Text shown =>
───
The only reason that counts: Robinhood ran out of collateral for GME and AMC and other high vol names. Those who bitch about this just don't understand how markets operate (or care for that matter)
First principle: Wall street, like the casino of Vegas, never loses!
Second Principle: Pigs always end at the slaughter
Looking at Gamestop (GME) you know it's a bubble, trend following this kind of volatility (750%) tells you the stock can go to zero as it can go to $900. Fundamental of the company at $10.00 showed the company possibly undervalued but a price of $360. Well, that's just a mania.
A few months ago, Hertz (which was in chapter 11) tried to do a new share issue -- prior to the reorg. You knew that ANY investor that bought these shares (maybe cheap) was 100% certain of getting wiped-out. The SEC shut it down despite a huge appetite for the issuance.
───
Data =>
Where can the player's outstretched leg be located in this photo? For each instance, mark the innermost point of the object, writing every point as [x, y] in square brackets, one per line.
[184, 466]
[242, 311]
───
Instruction 1 => Read the commentary on Robinhood and GameStop. Decide whether each statement agrees with it, answering yes or no and quoting the words that settle it. (a) Robinhood ran out of collateral for GME and AMC. (b) The commentary puts GameStop's volatility at 750%. (c) The SEC allowed Hertz's new share issue to go ahead.
Instruction 2 => In the commentary on Robinhood and GameStop, what chapter was Hertz in when it tried to issue new shares?
Instruction 3 => Continue the commentary on Robinhood and GameStop from its final sentence.

Exercise answer 1 =>
(a) Yes: "Robinhood ran out of collateral for GME and AMC and other high vol names"
(b) Yes: "this kind of volatility (750%)"
(c) No: "The SEC shut it down despite a huge appetite for the issuance."

Exercise answer 2 => Hertz was in chapter 11.

Exercise answer 3 =>
What is also important is that the daily traded volume of the shares is equal to the float (shares not owned by insiders). Insiders have been selling (at around $30/40 range) for the past year.
Michael Burry (of the Big Short fame) has been a fan of the stock since 2019 -- he was far more famous on wall street for a value picker -- that's how he got money for GS, and that he was a deeply analytical guy.
People who trade on Robinhood are not that! They have little idea of Volatility, p/e, and the risk of trend following. The reality is that Robinhood took the view that if its client's trade went "south" they would sue Robinhood. So Robinhood made it hard for its client to trade (probably buy) the shares of AMC and GME.
Finally, the reason Robinhood had to reduce trades was a good one; the rise in Vol and the settlement for GME and AMC of T+2 creates a huge liability for Robinhood in terms of collateral they have to post. Hence the 600 MM. BTW everyone did the same thing for the same reason.
More news, last week, Robinhood got a call for collateral of US$ 3 billion -- up from US$ 30 million. Eventually, Robinhood was able to reduce the call to $600 million. Still, Robinhood had to borrow that from somewhere (it turns out the banks were happy to oblige, as were its shareholders).
This morning, Robinhood is down 25% to $246. That's got a hurt those who bought it at $350...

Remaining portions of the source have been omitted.